> DIRECTIVE 1: In the text on deploying Dask-jobqueue, which packages does the conda install command list? Give all of them.
> DIRECTIVE 2: Shorten the paragraph beginning "It turns out that we don't need to install MPI4Py!" from the text on deploying Dask-jobqueue into a brief list that keeps its main facts.
> DIRECTIVE 3: Carry on the text on deploying Dask-jobqueue from the point where it stops.

[BEGIN TEXT SHOWN]

Since we already have a fully-fledged HPC cluster (contains Slurm + MPI + Lustre), there is no reason not to test the second approach. Is AWS now a cloud platform or an HPC cluster? The boundary seems to be blurred.

3.1 Cluster deployment with Dask-jobqueue

The deployment turns out to be extremely easy. I am still in the learning curve of Kubernetes, and this alternative HPC approach feels much more straightforward for an HPC person like me.

First, get Miniconda:

$ cd /shared
$ wget https://repo.continuum.io/miniconda/Miniconda3-latest-Linux-x86_64.sh -O miniconda.sh
$ bash miniconda.sh -b -p miniconda
$ echo ". /shared/miniconda/etc/profile.d/conda.sh" >> ~/.bashrc
$ source ~/.bashrc
$ conda create -n py37 python=3.7
$ conda activate py37  # replaces `source activate` for conda>=4.4
$ conda install -c conda-forge xarray netCDF4 cartopy dask-jobqueue jupyter

Optionally, install additional visualization libraries that I will use later:

$ pip install geoviews hvplot datashader

Note

It turns out that we don't need to install MPI4Py! Dask-jobqueue only needs a scheduler (here we have Slurm) to launch processes, and uses its own communication mechanism (defaults to TCP) 11.

With two idle c5n.18xlarge nodes, use the following code in ipython to initialize a distributed cluster:

from dask_jobqueue import SLURMCluster
cluster = SLURMCluster(cores=72, processes=36, memory='150GB')  # Slurm thinks there are 72 cores per node due to EC2 hyperthreading
cluster.scale(2*36)

from distributed import Client
client = Client(cluster)

In a separate shell, use sinfo to check the node status -- they should be fully allocated.

To enable Dask's dashboard 12, add an additional SSH connection in a new shell:

$ pcluster ssh your-cluster-name -N -L 8787:localhost:8787

Visit localhost:8787 in the web browser (NOT something like http://172.31.5.224:8787 shown in Python) .

[END TEXT SHOWN]
[BEGIN DATA SEGMENT]

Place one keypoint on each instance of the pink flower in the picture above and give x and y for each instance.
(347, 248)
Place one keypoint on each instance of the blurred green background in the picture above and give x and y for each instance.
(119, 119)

[END DATA SEGMENT]

> EXERCISE OUTPUT 1: xarray, netCDF4, cartopy, dask-jobqueue, jupyter

> EXERCISE OUTPUT 2:
- MPI4Py does not need to be installed.
- Dask-jobqueue needs only a scheduler, here Slurm, to launch processes.
- It uses its own communication mechanism, which defaults to TCP.

> EXERCISE OUTPUT 3:
Alternatively, everything can be put together, including Jupyter notebook's port-forwarding:

$ pcluster ssh your-cluster-name -L 8889:localhost:8889 -L 8787:localhost:8787
$ conda activate py37
$ jupyter notebook --NotebookApp.token='' --no-browser --port=8889

Visit localhost:8889 to use the notebook.

That's all about the deployment! This Dask cluster is able to perform parallel read/write with the Lustre file system.

3.2 Computation with Dask-distributed

As an example, I compute the average Sea Surface Temperature (SST) 13 over near 300 GBs of ERA5 data. It gets done in 15 seconds with 8 compute nodes, which would have taken > 20 minutes with a single small node. Here's the screen recording of Dask dashboard during computation.

The full code is available in the next notebook, with some technical comments. At the end of the notebook also shows a sign of climate change (computed from the SST data), so at least we get a bit scientific insight from this toy problem. Hopefully such great computing power can be used to solve some big science.

4 Final thoughts

Back to my initial questions:

Does it deliver the claimed performance? Yes, and very accurately, at least for the moderate size I tried. A larger-scale benchmark is TBD though.
How easily can it be used for real-world applications? It turns out to be quite easy. All building blocks are already there, and I just need to put them together. It took me one day to get such initial tests done.

This HPC approach might be an alternative way of deploying the Pangeo big data stack on AWS. Some differences from the Kubernetes + pure S3 way are:

No need to worry about the HDF + Cloud problem 14. People can now access data in S3 through a POSIX-compliant, high-performance file system interface. This seems a big deal because huge amounts of data are already in HDF & NetCDF formats, and converting them to a more cloud-friendly format like Zarr might take some effort.
It is probably easier for existing cloud-HPC users to adopt. Numerical simulations and post-processing can be done in exactly the same environment.
It is likely to cost more (haven't rigorously calculated), due to heavier resource provisioning. Lustre essentially acts as a huge cache for S3. In the long-term, this kind of data analytics workflow should probably be handled in a more cloud-native way, using Lambda-like serverless computing, to maximize resource utilization and minimize computational cost. But it is nice to have something that "just works" right now.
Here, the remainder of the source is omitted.